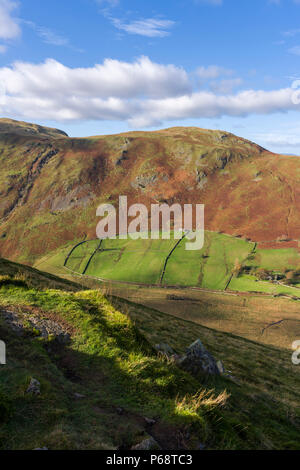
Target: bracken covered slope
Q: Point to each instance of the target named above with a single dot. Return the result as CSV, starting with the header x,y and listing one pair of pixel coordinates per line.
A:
x,y
51,185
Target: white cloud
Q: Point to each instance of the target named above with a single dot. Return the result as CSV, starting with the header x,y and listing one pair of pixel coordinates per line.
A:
x,y
150,27
142,93
9,27
211,2
113,78
212,72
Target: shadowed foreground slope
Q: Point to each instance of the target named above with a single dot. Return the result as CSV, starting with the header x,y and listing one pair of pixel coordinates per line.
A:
x,y
97,388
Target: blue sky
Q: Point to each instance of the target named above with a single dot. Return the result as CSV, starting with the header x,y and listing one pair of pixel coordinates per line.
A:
x,y
104,66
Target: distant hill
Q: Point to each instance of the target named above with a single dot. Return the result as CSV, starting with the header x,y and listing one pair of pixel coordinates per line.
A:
x,y
51,185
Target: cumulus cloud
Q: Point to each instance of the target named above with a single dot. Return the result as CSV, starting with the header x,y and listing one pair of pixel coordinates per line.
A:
x,y
143,93
226,85
211,2
9,27
113,78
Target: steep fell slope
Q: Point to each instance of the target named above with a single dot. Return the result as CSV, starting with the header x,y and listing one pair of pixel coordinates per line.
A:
x,y
50,186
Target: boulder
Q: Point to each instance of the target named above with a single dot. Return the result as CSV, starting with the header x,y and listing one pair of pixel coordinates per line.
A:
x,y
147,444
164,348
34,387
197,360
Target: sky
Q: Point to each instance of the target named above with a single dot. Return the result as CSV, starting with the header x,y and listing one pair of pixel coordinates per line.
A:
x,y
94,67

----

> **The task**: Please rename "slope" to "hillside" throughout all the items above, leaving everything else unchanged and omitting the pictures.

> **Correct response**:
Target: bracken covered hillside
Q: Point to each instance of the target named above with a single dot. Return the result as CSV, starting with the header x,y and listing one pair of pixel coordinates per line.
A:
x,y
51,185
Target: white cloud
Q: Point to each instance of the target named above with a single dot. Return the result as CSV, starting with the header x,y and listing one pair of pixel coordinates per line.
A:
x,y
150,27
142,93
9,27
211,2
113,78
212,72
Target: shadowed foreground hillside
Q: Point to each instance of the target named above with a single dot. Return the result as CSV, starting with the header x,y and listing one pair of pixel coordinates per line.
A:
x,y
97,388
Target: blue sky
Q: Point to each instance of the target named above with a single dot. Return the result as CSV, starting with the header x,y and listing one pair of pixel coordinates per line.
A:
x,y
104,66
Target: distant hill
Q: Point to each instance of the target named above with a single dot. Return the result as CSV, starting with the header x,y and listing one pair of pixel coordinates per line.
A:
x,y
51,185
Target: cumulus cloud
Q: Point to each instance of the target named above with a single dot. Return the result as CSV, starting with the header x,y and listing one pair of pixel coordinates per line.
A:
x,y
143,93
226,85
211,2
9,27
113,78
Target: steep fell hillside
Q: Point to each instance of the target named above with a single dot. Return the result as CSV, starting with the header x,y and listing one pair of pixel coordinates per line.
A:
x,y
50,186
Target: boulder
Q: Point to each instance of the target named above with a single dot. Return the result as CSV, starting with the header x,y and listing one pair of pixel coordinates per line.
A:
x,y
147,444
164,348
34,387
197,360
Target: sky
Q: Point to each instance of the target named above with a single dot. Return the result as CSV, starting with the header x,y and listing one pair of pixel coordinates per line.
A:
x,y
94,67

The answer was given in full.